*Task*.
From the entries below, pull out each line where "side" appears.

___ Dataset entries ___

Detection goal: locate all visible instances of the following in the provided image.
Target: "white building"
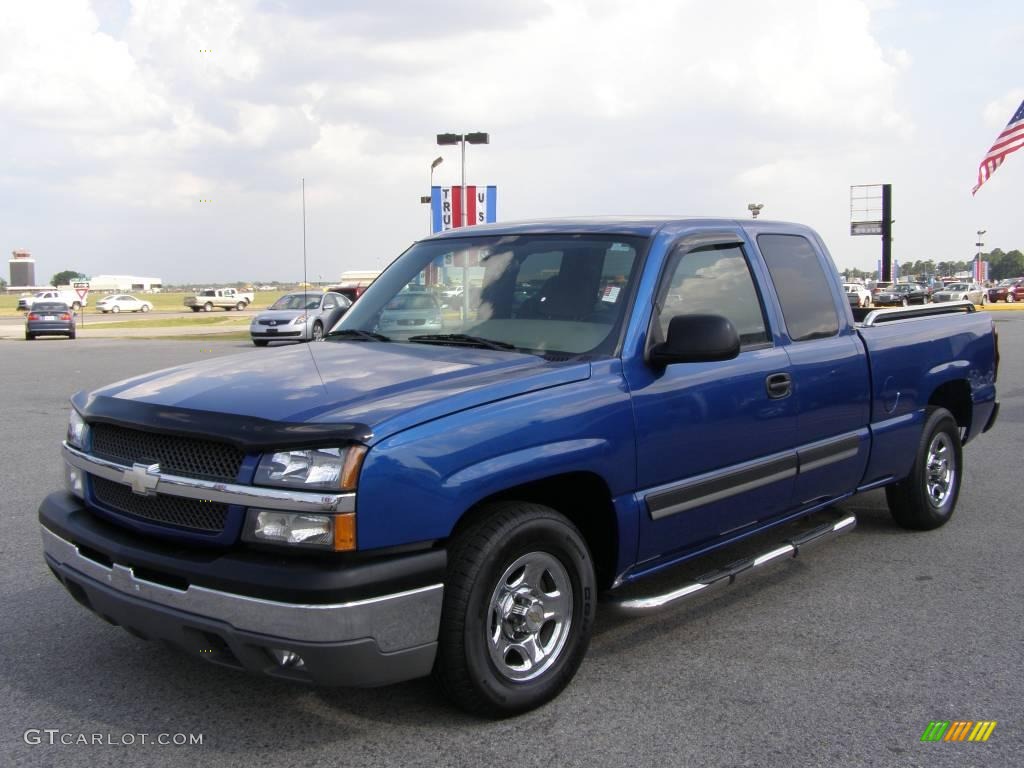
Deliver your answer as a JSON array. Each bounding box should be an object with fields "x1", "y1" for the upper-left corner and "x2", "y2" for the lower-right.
[{"x1": 87, "y1": 274, "x2": 163, "y2": 292}]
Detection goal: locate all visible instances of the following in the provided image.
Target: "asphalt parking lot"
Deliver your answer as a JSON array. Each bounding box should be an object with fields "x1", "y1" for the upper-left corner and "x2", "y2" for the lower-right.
[{"x1": 2, "y1": 317, "x2": 1022, "y2": 768}]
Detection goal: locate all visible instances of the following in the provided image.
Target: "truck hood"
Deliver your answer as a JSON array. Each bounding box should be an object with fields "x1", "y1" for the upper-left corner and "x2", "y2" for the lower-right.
[{"x1": 83, "y1": 342, "x2": 591, "y2": 444}]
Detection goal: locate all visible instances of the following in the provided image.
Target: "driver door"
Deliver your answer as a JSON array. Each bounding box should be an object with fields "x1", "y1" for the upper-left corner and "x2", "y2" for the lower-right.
[{"x1": 624, "y1": 235, "x2": 798, "y2": 565}]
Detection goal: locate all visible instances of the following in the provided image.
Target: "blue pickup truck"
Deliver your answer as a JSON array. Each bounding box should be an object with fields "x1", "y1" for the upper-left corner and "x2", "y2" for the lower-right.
[{"x1": 40, "y1": 218, "x2": 999, "y2": 716}]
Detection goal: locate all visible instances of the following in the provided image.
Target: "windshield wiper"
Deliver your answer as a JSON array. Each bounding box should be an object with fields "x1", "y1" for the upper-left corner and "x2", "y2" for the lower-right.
[
  {"x1": 325, "y1": 329, "x2": 391, "y2": 342},
  {"x1": 406, "y1": 333, "x2": 519, "y2": 351}
]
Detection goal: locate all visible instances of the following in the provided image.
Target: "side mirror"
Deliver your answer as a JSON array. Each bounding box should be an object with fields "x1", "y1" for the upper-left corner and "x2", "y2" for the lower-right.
[{"x1": 649, "y1": 314, "x2": 741, "y2": 368}]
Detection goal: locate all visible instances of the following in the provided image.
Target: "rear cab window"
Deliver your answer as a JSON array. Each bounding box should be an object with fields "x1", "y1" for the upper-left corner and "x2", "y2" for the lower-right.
[{"x1": 756, "y1": 234, "x2": 840, "y2": 342}]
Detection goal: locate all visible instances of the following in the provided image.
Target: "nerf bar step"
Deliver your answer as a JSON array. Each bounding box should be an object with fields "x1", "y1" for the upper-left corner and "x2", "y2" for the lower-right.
[{"x1": 609, "y1": 514, "x2": 856, "y2": 614}]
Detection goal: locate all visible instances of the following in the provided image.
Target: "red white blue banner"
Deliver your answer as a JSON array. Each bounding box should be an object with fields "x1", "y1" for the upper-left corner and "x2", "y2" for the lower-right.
[{"x1": 431, "y1": 186, "x2": 497, "y2": 233}]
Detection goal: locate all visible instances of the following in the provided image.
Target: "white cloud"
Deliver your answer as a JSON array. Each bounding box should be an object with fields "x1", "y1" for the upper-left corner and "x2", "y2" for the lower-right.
[
  {"x1": 983, "y1": 89, "x2": 1024, "y2": 128},
  {"x1": 8, "y1": 0, "x2": 1014, "y2": 282}
]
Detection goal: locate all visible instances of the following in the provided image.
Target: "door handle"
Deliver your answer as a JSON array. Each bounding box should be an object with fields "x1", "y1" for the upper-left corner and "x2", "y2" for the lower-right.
[{"x1": 765, "y1": 372, "x2": 792, "y2": 399}]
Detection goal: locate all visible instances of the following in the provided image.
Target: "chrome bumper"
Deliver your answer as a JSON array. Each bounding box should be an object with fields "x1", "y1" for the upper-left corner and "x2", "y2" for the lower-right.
[{"x1": 42, "y1": 525, "x2": 444, "y2": 686}]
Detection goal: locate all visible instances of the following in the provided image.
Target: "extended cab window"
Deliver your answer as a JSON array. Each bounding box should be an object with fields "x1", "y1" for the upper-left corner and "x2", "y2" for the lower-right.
[
  {"x1": 757, "y1": 234, "x2": 839, "y2": 341},
  {"x1": 656, "y1": 243, "x2": 769, "y2": 348}
]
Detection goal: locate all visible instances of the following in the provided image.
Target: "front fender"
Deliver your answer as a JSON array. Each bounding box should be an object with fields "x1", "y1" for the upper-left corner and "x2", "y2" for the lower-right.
[{"x1": 354, "y1": 360, "x2": 636, "y2": 552}]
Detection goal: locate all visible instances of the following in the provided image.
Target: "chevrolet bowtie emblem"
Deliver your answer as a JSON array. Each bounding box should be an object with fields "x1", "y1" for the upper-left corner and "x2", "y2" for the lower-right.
[{"x1": 124, "y1": 462, "x2": 160, "y2": 496}]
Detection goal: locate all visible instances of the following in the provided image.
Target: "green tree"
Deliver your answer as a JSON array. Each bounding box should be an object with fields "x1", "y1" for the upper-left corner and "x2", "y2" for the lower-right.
[
  {"x1": 50, "y1": 270, "x2": 85, "y2": 287},
  {"x1": 997, "y1": 249, "x2": 1024, "y2": 280}
]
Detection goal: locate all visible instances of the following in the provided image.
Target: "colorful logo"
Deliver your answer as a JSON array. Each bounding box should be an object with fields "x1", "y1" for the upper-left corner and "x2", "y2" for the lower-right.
[{"x1": 920, "y1": 721, "x2": 997, "y2": 742}]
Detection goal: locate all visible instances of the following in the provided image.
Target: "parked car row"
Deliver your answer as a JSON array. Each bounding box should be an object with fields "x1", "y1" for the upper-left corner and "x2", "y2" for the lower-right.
[{"x1": 862, "y1": 281, "x2": 990, "y2": 307}]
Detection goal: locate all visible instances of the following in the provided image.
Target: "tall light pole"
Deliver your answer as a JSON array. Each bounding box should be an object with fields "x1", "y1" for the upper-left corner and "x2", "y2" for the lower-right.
[
  {"x1": 436, "y1": 132, "x2": 489, "y2": 228},
  {"x1": 747, "y1": 202, "x2": 763, "y2": 219},
  {"x1": 976, "y1": 229, "x2": 986, "y2": 283}
]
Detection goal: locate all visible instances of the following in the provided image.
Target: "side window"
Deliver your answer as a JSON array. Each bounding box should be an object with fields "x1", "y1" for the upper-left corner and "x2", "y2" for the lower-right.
[
  {"x1": 323, "y1": 296, "x2": 337, "y2": 309},
  {"x1": 757, "y1": 234, "x2": 840, "y2": 341},
  {"x1": 656, "y1": 243, "x2": 769, "y2": 347}
]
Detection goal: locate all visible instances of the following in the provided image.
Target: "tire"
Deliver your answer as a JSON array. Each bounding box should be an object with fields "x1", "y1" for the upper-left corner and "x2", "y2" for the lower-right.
[
  {"x1": 203, "y1": 302, "x2": 214, "y2": 312},
  {"x1": 311, "y1": 321, "x2": 324, "y2": 341},
  {"x1": 1007, "y1": 293, "x2": 1016, "y2": 303},
  {"x1": 253, "y1": 339, "x2": 269, "y2": 347},
  {"x1": 235, "y1": 301, "x2": 246, "y2": 311},
  {"x1": 901, "y1": 298, "x2": 908, "y2": 307},
  {"x1": 885, "y1": 407, "x2": 962, "y2": 531},
  {"x1": 112, "y1": 305, "x2": 120, "y2": 313},
  {"x1": 433, "y1": 501, "x2": 596, "y2": 717},
  {"x1": 68, "y1": 331, "x2": 76, "y2": 339},
  {"x1": 141, "y1": 304, "x2": 150, "y2": 313},
  {"x1": 25, "y1": 332, "x2": 34, "y2": 341}
]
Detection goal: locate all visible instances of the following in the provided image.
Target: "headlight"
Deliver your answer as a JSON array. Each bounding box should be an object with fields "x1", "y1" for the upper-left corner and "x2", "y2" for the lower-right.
[
  {"x1": 67, "y1": 409, "x2": 89, "y2": 449},
  {"x1": 242, "y1": 509, "x2": 356, "y2": 551},
  {"x1": 292, "y1": 314, "x2": 308, "y2": 325},
  {"x1": 254, "y1": 446, "x2": 366, "y2": 491}
]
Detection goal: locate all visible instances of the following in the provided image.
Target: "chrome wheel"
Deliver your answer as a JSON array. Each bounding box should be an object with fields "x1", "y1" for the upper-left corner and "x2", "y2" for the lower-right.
[
  {"x1": 311, "y1": 322, "x2": 324, "y2": 341},
  {"x1": 925, "y1": 432, "x2": 956, "y2": 508},
  {"x1": 487, "y1": 552, "x2": 573, "y2": 682}
]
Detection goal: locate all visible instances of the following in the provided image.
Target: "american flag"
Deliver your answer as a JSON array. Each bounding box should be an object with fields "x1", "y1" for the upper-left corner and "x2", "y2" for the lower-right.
[{"x1": 972, "y1": 98, "x2": 1024, "y2": 195}]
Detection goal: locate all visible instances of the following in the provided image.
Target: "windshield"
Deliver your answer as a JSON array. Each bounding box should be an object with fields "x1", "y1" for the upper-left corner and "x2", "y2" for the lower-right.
[
  {"x1": 270, "y1": 293, "x2": 321, "y2": 311},
  {"x1": 330, "y1": 234, "x2": 646, "y2": 356},
  {"x1": 33, "y1": 302, "x2": 68, "y2": 312},
  {"x1": 945, "y1": 284, "x2": 968, "y2": 291}
]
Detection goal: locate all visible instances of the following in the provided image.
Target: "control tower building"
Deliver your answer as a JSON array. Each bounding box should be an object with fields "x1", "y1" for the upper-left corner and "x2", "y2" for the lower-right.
[{"x1": 9, "y1": 250, "x2": 36, "y2": 287}]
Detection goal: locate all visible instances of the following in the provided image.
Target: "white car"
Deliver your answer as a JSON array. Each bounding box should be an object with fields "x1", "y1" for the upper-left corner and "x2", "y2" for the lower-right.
[
  {"x1": 96, "y1": 294, "x2": 153, "y2": 313},
  {"x1": 844, "y1": 283, "x2": 872, "y2": 308}
]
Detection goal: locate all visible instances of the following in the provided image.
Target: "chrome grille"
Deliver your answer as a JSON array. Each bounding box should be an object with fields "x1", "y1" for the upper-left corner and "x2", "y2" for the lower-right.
[
  {"x1": 92, "y1": 476, "x2": 229, "y2": 533},
  {"x1": 90, "y1": 424, "x2": 244, "y2": 482}
]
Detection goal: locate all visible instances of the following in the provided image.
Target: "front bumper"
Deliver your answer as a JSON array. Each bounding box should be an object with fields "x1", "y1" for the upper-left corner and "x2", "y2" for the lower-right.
[
  {"x1": 251, "y1": 326, "x2": 306, "y2": 341},
  {"x1": 39, "y1": 492, "x2": 444, "y2": 687}
]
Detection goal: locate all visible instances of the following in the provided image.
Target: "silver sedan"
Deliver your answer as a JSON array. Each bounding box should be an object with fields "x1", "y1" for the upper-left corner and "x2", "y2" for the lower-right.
[
  {"x1": 931, "y1": 283, "x2": 986, "y2": 306},
  {"x1": 250, "y1": 291, "x2": 351, "y2": 346}
]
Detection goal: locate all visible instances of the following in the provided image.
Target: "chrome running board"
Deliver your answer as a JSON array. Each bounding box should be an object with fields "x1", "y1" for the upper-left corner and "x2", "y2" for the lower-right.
[{"x1": 608, "y1": 515, "x2": 856, "y2": 614}]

___

*Answer to this exercise*.
Target: "side mirror"
Target: "side window"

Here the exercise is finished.